[Excerpt from a dataset]
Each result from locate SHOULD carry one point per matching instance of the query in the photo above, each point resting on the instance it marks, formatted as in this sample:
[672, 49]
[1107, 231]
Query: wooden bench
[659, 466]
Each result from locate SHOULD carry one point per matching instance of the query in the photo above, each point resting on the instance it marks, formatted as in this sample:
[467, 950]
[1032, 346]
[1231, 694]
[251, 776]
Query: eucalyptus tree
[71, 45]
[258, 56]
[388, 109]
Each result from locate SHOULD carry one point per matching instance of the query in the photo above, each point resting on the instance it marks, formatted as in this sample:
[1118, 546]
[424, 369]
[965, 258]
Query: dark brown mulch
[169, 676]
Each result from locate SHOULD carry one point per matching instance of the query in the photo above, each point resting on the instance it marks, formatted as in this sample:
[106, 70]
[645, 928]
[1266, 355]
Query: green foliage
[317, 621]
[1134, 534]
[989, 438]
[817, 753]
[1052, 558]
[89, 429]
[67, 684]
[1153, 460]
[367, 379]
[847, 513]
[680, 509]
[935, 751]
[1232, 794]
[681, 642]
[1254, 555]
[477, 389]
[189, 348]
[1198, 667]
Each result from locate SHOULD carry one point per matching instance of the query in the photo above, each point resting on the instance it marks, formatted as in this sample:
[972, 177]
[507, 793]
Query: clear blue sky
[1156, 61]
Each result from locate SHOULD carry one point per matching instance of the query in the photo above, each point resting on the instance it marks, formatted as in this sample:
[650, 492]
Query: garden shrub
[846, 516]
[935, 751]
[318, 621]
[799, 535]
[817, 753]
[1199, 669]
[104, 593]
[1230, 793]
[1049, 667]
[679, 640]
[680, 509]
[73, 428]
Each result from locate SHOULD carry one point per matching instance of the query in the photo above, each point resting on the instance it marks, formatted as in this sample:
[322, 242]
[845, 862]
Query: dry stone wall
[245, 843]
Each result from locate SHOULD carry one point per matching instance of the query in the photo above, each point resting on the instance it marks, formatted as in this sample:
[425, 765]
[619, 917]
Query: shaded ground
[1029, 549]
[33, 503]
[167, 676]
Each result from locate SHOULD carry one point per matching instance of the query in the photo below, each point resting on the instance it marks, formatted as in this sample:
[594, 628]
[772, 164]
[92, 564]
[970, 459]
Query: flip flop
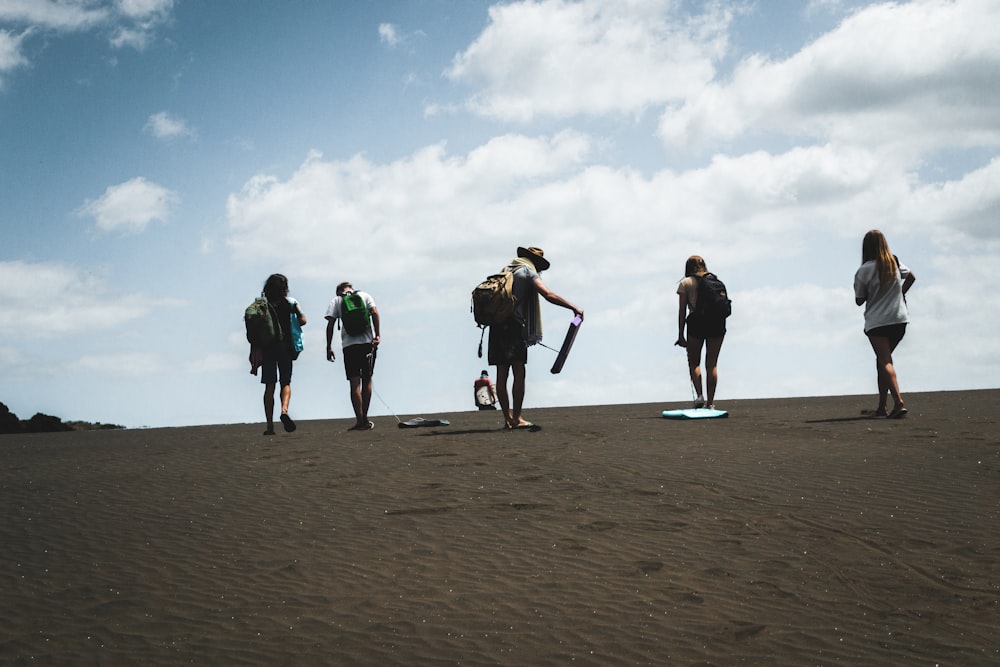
[363, 427]
[528, 426]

Task statement: Rewrite every one of the entries above with "locate" swapped for "pinpoint", changing nothing else. Leave the pictures out of your answer.

Final result:
Each result from pinpoint SHOULD carry one point per matching instance of the query in the photo above, each point resting on the instance it marks, formatted as in this sample:
[672, 49]
[1107, 231]
Query: wooden bench
[659, 466]
Each result from pinpoint SHOULD carry one point per matching instance of the query in the photo above, each point resting on the instance it marks, formatted as in this sample:
[467, 950]
[1032, 346]
[1231, 694]
[251, 776]
Query: eucalyptus tree
[71, 45]
[258, 56]
[388, 109]
Each result from pinpoint SHOULD carry one point per matching instance of the query in the photo above, each point resting on the instance it marks, formatted as in this sample:
[1118, 546]
[424, 369]
[965, 258]
Query: dark brown mulch
[169, 676]
Each result from pinpoint SHOULD carry one point per matching instance of the query in the photo above, each point resting on the instance it marks, formatted as in this sample:
[106, 70]
[645, 928]
[1266, 355]
Query: green foliage
[317, 621]
[1134, 534]
[989, 438]
[817, 753]
[1052, 558]
[89, 429]
[67, 684]
[1153, 460]
[367, 379]
[847, 513]
[680, 509]
[935, 751]
[1232, 794]
[681, 642]
[1254, 555]
[477, 389]
[189, 348]
[1198, 667]
Each result from pinpoint SHOULD carry one point per matching instance of the query in the photo above, each point resting on the instance it marks, formatted as in this sample:
[972, 177]
[507, 793]
Query: clear blue sky
[1156, 61]
Each result from pinpoint SHOULD carry one point per matching instance of the query in the photo above, each point resting on the instance it marks, formatted as in this sample:
[650, 492]
Query: garden shrub
[846, 516]
[935, 751]
[318, 621]
[799, 535]
[817, 753]
[1199, 669]
[104, 593]
[1230, 793]
[1049, 667]
[679, 640]
[680, 509]
[73, 428]
Each result from pinpoint SHOULD carry one point per matching instance of the query in the photo above, each point resting on the instance it marks, formatted as in this sample:
[322, 242]
[845, 862]
Query: dry stone wall
[245, 843]
Each result from pinpoint SHOULD carry one point per matching instance of the query in the photo above, each point resting on the instance it marks, formatted as in this sample:
[425, 765]
[619, 917]
Query: shaded ground
[1029, 549]
[33, 503]
[167, 676]
Each result from pinpoint SHOULD carry one point per matching instance of the query in the photo below, each point resting on the instance it marks, formatted as in this sample:
[594, 628]
[772, 164]
[92, 564]
[970, 459]
Query: flip flop
[363, 427]
[528, 426]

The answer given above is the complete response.